■ What is required ■
From the listing below, gather every line that contains the string "rough" and reproduce each line in full.

■ Data provided ■
○ ○ ○ ○ ○ ○ ○

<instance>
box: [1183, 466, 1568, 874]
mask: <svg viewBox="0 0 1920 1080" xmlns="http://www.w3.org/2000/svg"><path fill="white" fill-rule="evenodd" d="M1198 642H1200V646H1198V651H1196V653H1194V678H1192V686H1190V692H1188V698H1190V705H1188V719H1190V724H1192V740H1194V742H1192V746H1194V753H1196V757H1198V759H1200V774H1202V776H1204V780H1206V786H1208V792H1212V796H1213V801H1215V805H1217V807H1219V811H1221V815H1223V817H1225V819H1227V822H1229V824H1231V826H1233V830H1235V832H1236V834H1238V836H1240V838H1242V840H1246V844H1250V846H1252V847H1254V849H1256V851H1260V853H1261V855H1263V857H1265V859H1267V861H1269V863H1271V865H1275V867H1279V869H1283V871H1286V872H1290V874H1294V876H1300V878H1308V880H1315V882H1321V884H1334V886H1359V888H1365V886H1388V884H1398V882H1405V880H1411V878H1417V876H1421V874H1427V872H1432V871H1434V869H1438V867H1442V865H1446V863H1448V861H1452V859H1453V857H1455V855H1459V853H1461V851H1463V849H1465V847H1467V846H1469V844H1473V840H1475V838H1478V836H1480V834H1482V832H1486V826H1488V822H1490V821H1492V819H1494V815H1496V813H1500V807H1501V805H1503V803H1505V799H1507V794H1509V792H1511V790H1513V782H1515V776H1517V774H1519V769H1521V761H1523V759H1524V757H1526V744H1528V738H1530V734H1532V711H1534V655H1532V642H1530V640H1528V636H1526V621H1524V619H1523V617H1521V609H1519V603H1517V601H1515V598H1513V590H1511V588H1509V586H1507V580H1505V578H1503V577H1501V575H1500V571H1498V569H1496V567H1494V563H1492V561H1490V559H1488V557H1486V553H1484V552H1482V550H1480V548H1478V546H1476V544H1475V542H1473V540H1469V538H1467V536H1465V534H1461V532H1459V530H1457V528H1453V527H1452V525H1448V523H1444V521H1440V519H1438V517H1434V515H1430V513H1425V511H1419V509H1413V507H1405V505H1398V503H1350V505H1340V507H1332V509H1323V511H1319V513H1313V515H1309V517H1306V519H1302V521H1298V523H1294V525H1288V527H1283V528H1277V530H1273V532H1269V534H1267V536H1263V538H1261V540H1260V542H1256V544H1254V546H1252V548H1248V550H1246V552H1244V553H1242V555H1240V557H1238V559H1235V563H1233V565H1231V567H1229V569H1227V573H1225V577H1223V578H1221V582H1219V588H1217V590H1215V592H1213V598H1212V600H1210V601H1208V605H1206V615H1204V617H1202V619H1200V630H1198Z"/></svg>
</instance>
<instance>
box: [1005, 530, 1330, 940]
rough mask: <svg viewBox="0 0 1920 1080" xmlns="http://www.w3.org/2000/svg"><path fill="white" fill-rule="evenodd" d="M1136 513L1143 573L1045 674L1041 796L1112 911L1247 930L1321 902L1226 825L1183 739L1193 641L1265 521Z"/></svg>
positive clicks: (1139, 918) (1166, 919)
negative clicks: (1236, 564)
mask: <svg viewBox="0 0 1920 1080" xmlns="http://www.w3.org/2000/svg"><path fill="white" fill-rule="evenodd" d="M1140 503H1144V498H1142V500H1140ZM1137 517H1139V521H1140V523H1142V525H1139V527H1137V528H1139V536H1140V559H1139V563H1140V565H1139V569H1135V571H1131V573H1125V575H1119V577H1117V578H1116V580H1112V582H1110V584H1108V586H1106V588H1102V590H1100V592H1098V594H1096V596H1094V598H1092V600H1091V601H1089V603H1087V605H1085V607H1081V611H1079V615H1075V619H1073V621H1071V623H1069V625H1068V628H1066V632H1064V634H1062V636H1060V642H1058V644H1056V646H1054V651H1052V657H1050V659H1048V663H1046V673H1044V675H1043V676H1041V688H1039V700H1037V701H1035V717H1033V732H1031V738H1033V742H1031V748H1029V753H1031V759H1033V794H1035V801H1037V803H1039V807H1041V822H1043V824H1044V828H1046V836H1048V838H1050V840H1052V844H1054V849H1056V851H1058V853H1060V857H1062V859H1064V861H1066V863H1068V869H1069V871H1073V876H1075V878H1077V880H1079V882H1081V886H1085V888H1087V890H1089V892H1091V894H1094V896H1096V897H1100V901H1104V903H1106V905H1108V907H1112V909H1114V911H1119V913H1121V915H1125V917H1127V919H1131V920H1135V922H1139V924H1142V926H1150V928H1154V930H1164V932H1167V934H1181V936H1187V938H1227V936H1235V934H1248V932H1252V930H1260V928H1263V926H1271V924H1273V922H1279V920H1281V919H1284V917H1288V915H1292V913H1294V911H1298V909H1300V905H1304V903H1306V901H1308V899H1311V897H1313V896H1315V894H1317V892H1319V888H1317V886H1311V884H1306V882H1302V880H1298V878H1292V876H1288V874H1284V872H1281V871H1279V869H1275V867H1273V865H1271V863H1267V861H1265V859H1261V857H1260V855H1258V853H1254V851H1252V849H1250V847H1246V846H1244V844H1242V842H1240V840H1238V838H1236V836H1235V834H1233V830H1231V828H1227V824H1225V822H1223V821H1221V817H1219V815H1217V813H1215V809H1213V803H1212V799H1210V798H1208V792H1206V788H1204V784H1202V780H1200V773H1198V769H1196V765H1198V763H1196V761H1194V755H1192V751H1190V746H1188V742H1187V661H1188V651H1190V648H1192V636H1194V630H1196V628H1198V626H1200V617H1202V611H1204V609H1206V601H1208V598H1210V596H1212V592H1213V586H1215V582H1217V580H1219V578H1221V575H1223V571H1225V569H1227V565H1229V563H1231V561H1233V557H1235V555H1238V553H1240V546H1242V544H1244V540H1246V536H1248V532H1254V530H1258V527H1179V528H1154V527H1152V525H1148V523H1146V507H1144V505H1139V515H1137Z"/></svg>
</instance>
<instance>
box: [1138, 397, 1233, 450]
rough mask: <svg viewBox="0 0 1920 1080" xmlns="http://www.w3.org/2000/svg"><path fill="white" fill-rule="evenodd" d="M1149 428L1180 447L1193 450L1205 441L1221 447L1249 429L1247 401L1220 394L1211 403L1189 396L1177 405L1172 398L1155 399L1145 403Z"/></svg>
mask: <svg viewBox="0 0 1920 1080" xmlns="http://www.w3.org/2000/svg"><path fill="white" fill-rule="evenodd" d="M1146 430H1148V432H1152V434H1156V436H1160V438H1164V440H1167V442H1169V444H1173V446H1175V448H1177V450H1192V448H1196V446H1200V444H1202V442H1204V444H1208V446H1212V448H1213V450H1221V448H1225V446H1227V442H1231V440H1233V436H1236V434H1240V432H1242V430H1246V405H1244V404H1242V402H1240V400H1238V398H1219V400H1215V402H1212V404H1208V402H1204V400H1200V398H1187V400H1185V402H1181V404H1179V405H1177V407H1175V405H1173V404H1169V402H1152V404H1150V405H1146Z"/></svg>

○ ○ ○ ○ ○ ○ ○

■ Problem solution ■
rough mask: <svg viewBox="0 0 1920 1080" xmlns="http://www.w3.org/2000/svg"><path fill="white" fill-rule="evenodd" d="M1136 513L1143 573L1045 674L1041 796L1112 911L1247 930L1321 902L1226 825L1183 739L1193 641L1265 521Z"/></svg>
rough mask: <svg viewBox="0 0 1920 1080" xmlns="http://www.w3.org/2000/svg"><path fill="white" fill-rule="evenodd" d="M1149 428L1180 447L1193 450L1205 441L1221 447L1249 429L1247 401L1220 394L1211 403L1189 396L1177 405L1172 398L1155 399L1145 403Z"/></svg>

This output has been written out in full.